* Prompt: Show every line of the records below that contains the word "Give".

[Entries drawn from a collection]

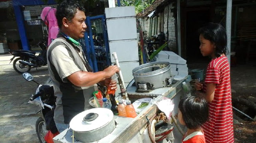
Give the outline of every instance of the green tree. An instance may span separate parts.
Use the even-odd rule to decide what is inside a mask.
[[[144,4],[142,0],[120,0],[122,6],[134,6],[135,7],[135,12],[136,14],[142,11],[147,7],[150,6],[155,1],[155,0],[144,0]]]

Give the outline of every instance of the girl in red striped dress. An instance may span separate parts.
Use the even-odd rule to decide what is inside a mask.
[[[196,90],[208,102],[209,120],[202,128],[206,143],[234,143],[230,66],[226,57],[226,34],[220,24],[210,23],[199,29],[200,47],[203,56],[212,60],[204,84]]]

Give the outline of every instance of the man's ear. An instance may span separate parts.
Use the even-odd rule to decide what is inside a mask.
[[[69,22],[69,21],[67,18],[64,18],[62,19],[62,24],[63,24],[63,26],[67,28],[68,27],[68,22]]]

* Output of the task:
Give the outline of every instance of the green tree. An instance may span separate parts.
Give the outline of every instance of the girl in red striped dress. An instance may span separate parts.
Give the outline of every instance of the man's ear. An instance may span separate parts.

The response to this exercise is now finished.